#### What is required:
Can you copy the passage of the MarkLogic transactions text between "First we need" and "ne 'DLS-UNMANAGED') then xdmp:rethrow()", inclusive, word for word?

#### Extracted text:
####################

Multi-statement transactions, introduced in MarkLogic 6, promise a third way. We can write a transaction that spans multiple statements, with an explicit commit or rollback.

For most updates it's probably best to stick with the old ways and use implicit commits. But let's look at a concrete example of a time when multi-statement transactions are the right tool for the job.

Suppose you are using DLS (Document Library Services) to manage your document versioning. But you have a special case where you want to insert two discrete versions of the same document atomically. That may sound odd, but I ran into that exact problem recently.

First we need to discover that there is a problem. Let's bootstrap the a test document with DLS.

import module namespace dls="http://marklogic.com/xdmp/dls"
  at "/MarkLogic/dls.xqy";
try {
  dls:document-delete('test', false(), false()) }
catch ($ex) {
  if ($ex/error:code ne 'DLS-UNMANAGED') then xdmp:rethrow()
  else if (empty(doc('test'))) then ()
  else xdmp:document-delete('test') }
;
import module namespace dls="http://marklogic.com/xdmp/dls"
  at "/MarkLogic/dls.xqy";
dls:document-insert-and-manage('test', false(), <x id="x1"/>)

Now let's write some XQuery to insert two versions in one update, and see what happens.

import module namespace dls="http://marklogic.com/xdmp/dls"
  at "/MarkLogic/dls.xqy";
dls:document-checkout-update-checkin(
  'test', <x id="x2"/>, "version two", true()),
dls:document-checkout-update-checkin(
  'test', <x id="x3"/>, "version three", true())

This throws an XDMP-CONFLICTINGUPDATES error, because these calls to DLS end up trying to update the same nodes twice in the same transaction. In implicit commit mode, aka "auto" mode, this is difficult to avoid. We could ask MarkLogic to extend DLS with a new function designed for this situation. But that is a long-term solution, and we need to move on with this implementation.

So what can we do? We might read up on xdmp:invoke, xdmp:eval, etc. If we are careful, we can write a top-level read-only query that invokes one or more update transactions.

(: Entry point - must be a read-only query. :)
xdmp:invoke(
  'update.xqy',
  (xs:QName('URI'), 'test',
   xs:QName('NEW'), <x id="x2"/>,
   xs:QName('NOTE'), "version two")),
xdmp:invoke(
  'update.xqy',
  (xs:QName('URI'), 'test',
   xs:QName('NEW'), <x id="x3"/>,
   xs:QName('NOTE'), "version three"))

This invokes a module called update.xqy, which would look like this:

(: update.xqy :)
import module namespace dls="http://marklogic.com/xdmp/dls"
  at "/MarkLogic/dls.xqy";

declare variable $NEW as node() external ;
declare variable $NOTE as xs:string external ;
declare variable $URI as xs:string external ;

dls:document-checkout-update-checkin(
  $URI, $NEW, $NOTE, true())

####################

#### Excerpted records:

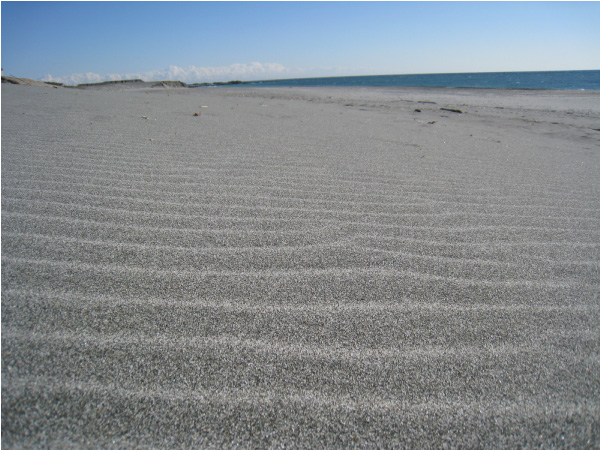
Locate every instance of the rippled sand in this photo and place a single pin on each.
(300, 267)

####################

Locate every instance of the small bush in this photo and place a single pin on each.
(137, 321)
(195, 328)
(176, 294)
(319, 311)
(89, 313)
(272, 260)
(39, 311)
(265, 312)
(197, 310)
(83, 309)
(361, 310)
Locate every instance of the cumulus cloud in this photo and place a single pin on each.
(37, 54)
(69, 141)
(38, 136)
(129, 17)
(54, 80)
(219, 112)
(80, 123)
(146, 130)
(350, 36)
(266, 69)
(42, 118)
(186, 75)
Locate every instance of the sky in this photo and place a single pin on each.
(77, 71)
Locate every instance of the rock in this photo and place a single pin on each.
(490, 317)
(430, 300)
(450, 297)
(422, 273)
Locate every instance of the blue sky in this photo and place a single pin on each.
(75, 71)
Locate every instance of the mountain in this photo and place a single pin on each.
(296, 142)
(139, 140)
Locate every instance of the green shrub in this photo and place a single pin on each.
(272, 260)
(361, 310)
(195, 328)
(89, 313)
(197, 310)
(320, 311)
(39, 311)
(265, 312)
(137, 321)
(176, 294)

####################

#### Output for this exercise:
First we need to discover that there is a problem. Let's bootstrap the a test document with DLS.

import module namespace dls="http://marklogic.com/xdmp/dls"
  at "/MarkLogic/dls.xqy";
try {
  dls:document-delete('test', false(), false()) }
catch ($ex) {
  if ($ex/error:code ne 'DLS-UNMANAGED') then xdmp:rethrow()